- _Selected passage_:
Call to ease controls to revive economy
A group of leading Chinese economists has called on the authorities to ease Covid-19 controls suppressing business activity, saying the move is needed to help fend off risks, including US pressure.
In an open letter posted online on Saturday, the six economists said priority should be given to lifting restrictions on commercial areas such as transport, office buildings, restaurants, hotels and shopping malls.
“Development is the root of solving all problems, and it is the root of coping with US strategic containment … and resolving various risks,” the academics said.
The call comes as several cities gradually started to loosen coronavirus controls in the past week amid widespread protests and a slowdown in the economy.
China has stuck to a zeroCovid policy since the pandemic erupted three years ago, using mass testing, lockdowns and closures of public places to contain the virus – to much public frustration and anger.
But since protests against the controls broke two weeks ago, several cities – including Beijing and Guangzhou – have relaxed some measures.
In the open letter, the authors said smaller businesses and the public had been hit particularly hard by the economic fallout from the pandemic.

- _Work instruction 1_: In the article on easing Covid-19 controls, which commercial areas did the six economists say should have restrictions lifted first?
- _Work instruction 2_: Proceed with the article on easing Covid-19 controls, starting after its final sentence.
The data that come next are not needed for these tasks.

- _Supplied material_:
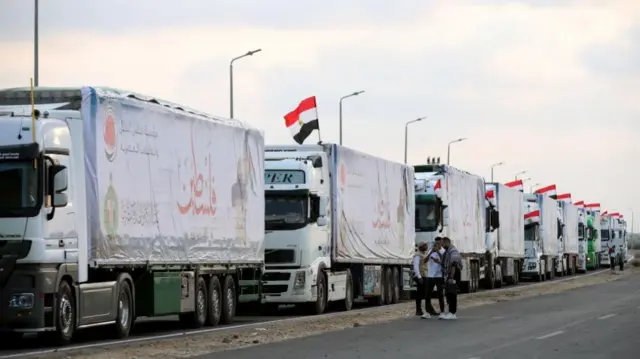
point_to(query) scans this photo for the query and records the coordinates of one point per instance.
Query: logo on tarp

- _Exercise answer 1_: Transport, office buildings, restaurants, hotels and shopping malls.

- _Exercise answer 2_:
They said excessive travel restrictions should be eliminated and researchers should look at the feasibility of limiting the scope of lockdowns, phasing out regional and citywide testing, ramping up vaccination for the elderly, and raising awareness of the Omicron variant’s reduced severity.
The decreased pathogenicity of Omicron compared with previous strains and the prevalence of vaccination “provided an opportunity” to refine the prevention measures, they said.
“Recently, various departments and regions have been actively adjusting [the control measures], and all sectors of society are encouraged.”
The letter was co-written by Yao Yang and Huang Yiping from Peking University, Zhang Jun from Fudan University, Trip.com co-founder Liang Jianzhang, Guan Qingyou from the Rushi Advanced Institute of Finance, and Ren Zeping, former chief economist at real estate giant China Evergrande Group.
They said that at 3 per cent, China’s GDP growth rate in the first three quarters was well below pre-pandemic levels and could drop even further in the fourth quarter. They said the target for 2023 should be more than 5 per cent, “to send a clear signal to all walks of life to make development the top priority”. Restrictions should also be lifted on economic activity “to stabilise expectations and boost the confidence of all parties”.
“Confidence is more important than gold,” they said.
They also suggested increasing the deficit ratio next year, and expanding domestic demand by launching new infrastructure projects.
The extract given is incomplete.